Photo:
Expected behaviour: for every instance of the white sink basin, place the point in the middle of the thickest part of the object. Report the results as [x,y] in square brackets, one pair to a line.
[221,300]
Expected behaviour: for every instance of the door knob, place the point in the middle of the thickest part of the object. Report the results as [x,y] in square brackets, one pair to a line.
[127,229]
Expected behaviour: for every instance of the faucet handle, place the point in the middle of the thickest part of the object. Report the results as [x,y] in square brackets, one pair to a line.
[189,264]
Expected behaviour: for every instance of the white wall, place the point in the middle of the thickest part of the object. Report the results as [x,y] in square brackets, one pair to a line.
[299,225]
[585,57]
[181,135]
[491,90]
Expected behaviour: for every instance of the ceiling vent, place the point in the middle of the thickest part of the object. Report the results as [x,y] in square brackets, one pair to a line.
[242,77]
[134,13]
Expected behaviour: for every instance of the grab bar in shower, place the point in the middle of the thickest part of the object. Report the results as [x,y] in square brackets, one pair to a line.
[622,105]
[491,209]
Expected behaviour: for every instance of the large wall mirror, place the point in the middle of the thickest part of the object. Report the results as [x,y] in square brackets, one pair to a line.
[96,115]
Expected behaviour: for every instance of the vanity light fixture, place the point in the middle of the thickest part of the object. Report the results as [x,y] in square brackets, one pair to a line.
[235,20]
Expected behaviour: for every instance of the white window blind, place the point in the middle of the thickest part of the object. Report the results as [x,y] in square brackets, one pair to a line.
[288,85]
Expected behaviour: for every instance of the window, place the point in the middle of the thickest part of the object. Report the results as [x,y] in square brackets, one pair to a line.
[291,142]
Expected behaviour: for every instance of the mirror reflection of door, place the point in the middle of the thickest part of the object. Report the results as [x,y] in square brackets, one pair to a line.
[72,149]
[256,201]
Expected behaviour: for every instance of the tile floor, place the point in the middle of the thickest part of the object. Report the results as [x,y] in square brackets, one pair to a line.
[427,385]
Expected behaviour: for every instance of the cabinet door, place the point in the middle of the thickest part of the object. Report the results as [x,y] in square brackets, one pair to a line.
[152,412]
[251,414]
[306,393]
§
▶ [YOUR OBJECTIVE] Starting at the line that contains "Expected behaviour: for every instance of the cabinet", copy the rows word for word through the very last one.

▶ [PROBLEM SOLUTION]
Expected behaviour: for every instance of the cabinet door, place the point in the middle of the thickest part of the object. Report the results as [x,y] in square brackets, one pair to a line.
[152,412]
[251,414]
[306,393]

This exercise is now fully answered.